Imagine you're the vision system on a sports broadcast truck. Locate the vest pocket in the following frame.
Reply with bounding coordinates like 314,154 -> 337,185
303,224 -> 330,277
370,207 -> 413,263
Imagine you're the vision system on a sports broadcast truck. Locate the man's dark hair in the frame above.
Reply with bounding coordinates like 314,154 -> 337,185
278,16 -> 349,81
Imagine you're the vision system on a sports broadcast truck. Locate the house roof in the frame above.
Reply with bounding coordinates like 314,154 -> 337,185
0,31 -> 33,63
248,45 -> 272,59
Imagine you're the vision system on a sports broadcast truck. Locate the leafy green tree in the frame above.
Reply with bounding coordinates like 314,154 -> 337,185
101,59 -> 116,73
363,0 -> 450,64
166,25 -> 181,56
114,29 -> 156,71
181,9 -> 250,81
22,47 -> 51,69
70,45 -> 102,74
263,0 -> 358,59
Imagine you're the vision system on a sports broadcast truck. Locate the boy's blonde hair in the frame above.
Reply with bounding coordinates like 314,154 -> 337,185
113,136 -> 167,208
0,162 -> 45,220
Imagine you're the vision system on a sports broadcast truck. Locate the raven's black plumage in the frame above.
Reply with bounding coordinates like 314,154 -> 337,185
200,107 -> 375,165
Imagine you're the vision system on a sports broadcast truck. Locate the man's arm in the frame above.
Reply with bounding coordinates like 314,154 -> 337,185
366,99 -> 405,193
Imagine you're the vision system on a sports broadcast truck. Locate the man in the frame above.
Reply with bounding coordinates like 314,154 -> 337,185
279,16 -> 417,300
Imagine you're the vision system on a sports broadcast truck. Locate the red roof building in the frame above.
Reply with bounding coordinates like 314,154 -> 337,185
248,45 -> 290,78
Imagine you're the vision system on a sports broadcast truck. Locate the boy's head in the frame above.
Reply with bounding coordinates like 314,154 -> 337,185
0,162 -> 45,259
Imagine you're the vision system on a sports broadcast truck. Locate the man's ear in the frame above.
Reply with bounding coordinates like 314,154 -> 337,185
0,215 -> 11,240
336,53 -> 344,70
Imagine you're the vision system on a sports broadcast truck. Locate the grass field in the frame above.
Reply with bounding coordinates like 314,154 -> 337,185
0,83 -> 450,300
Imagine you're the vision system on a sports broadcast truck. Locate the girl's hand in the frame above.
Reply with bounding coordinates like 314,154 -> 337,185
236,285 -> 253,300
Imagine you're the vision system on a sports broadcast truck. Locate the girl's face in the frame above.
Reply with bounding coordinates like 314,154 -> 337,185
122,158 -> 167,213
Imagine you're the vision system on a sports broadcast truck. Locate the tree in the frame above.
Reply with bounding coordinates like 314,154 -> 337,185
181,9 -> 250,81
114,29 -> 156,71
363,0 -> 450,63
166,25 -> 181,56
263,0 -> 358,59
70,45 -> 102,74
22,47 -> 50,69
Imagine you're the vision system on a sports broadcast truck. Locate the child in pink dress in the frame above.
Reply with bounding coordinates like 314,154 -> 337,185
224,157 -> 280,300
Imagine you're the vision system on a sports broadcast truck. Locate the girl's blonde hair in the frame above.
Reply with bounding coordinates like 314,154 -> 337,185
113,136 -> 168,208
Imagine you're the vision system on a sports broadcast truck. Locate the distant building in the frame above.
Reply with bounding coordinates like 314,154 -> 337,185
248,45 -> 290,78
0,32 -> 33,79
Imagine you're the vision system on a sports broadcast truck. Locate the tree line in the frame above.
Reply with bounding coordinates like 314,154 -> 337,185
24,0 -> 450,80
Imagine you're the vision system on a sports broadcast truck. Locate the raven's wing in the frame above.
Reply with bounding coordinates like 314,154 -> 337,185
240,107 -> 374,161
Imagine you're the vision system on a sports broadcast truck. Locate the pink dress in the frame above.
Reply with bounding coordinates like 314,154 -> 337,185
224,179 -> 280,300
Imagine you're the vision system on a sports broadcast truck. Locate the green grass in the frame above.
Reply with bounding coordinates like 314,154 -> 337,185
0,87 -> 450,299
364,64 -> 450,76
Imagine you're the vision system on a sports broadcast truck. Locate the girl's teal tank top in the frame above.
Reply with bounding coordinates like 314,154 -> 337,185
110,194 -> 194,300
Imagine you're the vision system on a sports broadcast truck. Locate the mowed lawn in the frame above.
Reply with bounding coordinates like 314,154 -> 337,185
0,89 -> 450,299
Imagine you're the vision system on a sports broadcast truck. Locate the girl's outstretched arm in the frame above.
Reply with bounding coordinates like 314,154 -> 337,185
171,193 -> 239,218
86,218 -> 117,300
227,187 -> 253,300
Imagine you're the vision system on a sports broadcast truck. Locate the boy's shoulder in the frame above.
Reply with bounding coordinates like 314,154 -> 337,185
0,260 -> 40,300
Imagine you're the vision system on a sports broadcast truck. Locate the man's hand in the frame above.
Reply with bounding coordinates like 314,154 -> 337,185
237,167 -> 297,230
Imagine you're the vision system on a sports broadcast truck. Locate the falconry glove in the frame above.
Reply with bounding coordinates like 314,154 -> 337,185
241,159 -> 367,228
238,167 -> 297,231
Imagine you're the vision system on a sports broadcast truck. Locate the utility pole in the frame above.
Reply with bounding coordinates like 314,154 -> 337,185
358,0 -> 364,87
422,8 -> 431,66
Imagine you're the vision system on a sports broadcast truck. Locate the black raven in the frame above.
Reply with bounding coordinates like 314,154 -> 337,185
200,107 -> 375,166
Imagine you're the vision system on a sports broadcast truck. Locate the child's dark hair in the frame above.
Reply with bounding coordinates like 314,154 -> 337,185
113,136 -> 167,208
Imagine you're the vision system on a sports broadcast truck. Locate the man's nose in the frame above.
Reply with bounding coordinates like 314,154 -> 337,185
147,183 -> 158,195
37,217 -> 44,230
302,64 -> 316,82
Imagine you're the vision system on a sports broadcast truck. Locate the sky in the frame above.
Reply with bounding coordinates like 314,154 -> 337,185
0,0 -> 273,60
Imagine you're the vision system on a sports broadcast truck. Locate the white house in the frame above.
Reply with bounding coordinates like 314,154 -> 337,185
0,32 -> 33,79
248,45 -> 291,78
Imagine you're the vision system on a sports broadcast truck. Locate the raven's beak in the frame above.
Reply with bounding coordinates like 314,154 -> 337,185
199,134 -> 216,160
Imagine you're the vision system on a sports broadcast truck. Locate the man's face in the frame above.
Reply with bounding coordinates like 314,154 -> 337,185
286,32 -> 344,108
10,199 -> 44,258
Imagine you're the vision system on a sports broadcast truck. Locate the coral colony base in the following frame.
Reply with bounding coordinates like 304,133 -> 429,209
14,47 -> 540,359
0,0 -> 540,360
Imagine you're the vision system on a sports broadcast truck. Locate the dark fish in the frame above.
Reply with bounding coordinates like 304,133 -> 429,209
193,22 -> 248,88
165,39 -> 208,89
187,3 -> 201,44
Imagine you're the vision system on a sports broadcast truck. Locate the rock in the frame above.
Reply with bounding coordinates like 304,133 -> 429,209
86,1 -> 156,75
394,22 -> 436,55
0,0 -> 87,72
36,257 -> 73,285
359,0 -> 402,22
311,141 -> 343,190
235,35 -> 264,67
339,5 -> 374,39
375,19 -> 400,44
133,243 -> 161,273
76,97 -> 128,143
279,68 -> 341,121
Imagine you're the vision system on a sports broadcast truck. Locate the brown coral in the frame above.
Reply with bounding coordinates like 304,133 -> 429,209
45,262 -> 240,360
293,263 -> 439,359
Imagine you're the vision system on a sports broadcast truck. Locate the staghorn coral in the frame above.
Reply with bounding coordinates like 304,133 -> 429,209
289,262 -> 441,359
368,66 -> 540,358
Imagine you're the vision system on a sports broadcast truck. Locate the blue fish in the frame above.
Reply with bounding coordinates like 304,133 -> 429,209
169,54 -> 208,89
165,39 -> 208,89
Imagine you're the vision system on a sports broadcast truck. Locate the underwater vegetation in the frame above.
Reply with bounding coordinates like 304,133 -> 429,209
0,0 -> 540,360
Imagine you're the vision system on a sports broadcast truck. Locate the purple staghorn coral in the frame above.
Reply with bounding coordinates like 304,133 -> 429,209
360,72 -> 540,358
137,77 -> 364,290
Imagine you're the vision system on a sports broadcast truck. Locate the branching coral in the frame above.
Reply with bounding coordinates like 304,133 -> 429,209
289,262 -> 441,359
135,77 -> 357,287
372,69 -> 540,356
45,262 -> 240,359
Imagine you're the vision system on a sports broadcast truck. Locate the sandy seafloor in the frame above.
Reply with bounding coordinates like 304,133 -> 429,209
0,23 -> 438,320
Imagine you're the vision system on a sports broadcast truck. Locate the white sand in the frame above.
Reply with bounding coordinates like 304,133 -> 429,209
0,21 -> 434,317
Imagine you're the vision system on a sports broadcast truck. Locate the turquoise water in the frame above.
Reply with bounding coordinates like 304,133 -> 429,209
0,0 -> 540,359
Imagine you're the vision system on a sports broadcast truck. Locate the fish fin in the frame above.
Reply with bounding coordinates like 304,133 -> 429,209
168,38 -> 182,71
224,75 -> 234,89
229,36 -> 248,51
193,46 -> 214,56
----------------
Reproduce the records from the line containing "field in the frame above." to the line containing "240,107 -> 374,161", inclusive, replacing "sports broadcast truck" with "news broadcast van" throughout and leaving everything else unchanged.

• **Exercise solution**
Imagine you're the vision system on a news broadcast van. Locate the grass field in the frame above.
Reply with bounding coordinates like 314,154 -> 337,185
0,83 -> 450,300
Imagine you're the vision system on a news broadcast van. Locate the girl's hand in the frame above.
Reply with bounding coordinates like 314,154 -> 337,185
236,285 -> 253,300
Imagine you're the vision system on a news broadcast van. Locate the girl's face in the frame above.
Reply with bounding coordinates like 314,154 -> 337,185
122,158 -> 167,213
Imagine you're the vision system on a news broadcast van. Locate the tree in the frame above.
Reply with bounding coordinates like 314,154 -> 337,185
181,9 -> 250,81
114,29 -> 156,71
363,0 -> 450,63
166,25 -> 181,56
263,0 -> 358,59
70,45 -> 102,74
22,47 -> 50,69
Imagine you're the vision system on a news broadcast van. Locate the child in pink dress in the frame above.
Reply with bounding coordinates like 314,154 -> 337,185
224,157 -> 280,300
Imagine you're the vision system on a news broadcast van. Locate the girl's blonde hair in the frame above.
Reply with bounding coordinates like 314,154 -> 337,185
113,136 -> 168,208
Imagine you're the vision system on a news broadcast van. Locate the distant building in the frame above.
Reply with bounding coordinates like 314,154 -> 337,185
248,45 -> 290,78
0,32 -> 33,79
Imagine you're the vision system on a news broadcast van. Locate the tree line in the frame above.
Reply with bounding coordinates like 314,154 -> 337,185
24,0 -> 450,80
Imagine you're the vision system on a news broadcast van. Locate the raven's wing in the frame above.
Reply with bounding coordinates like 314,154 -> 337,185
240,107 -> 374,161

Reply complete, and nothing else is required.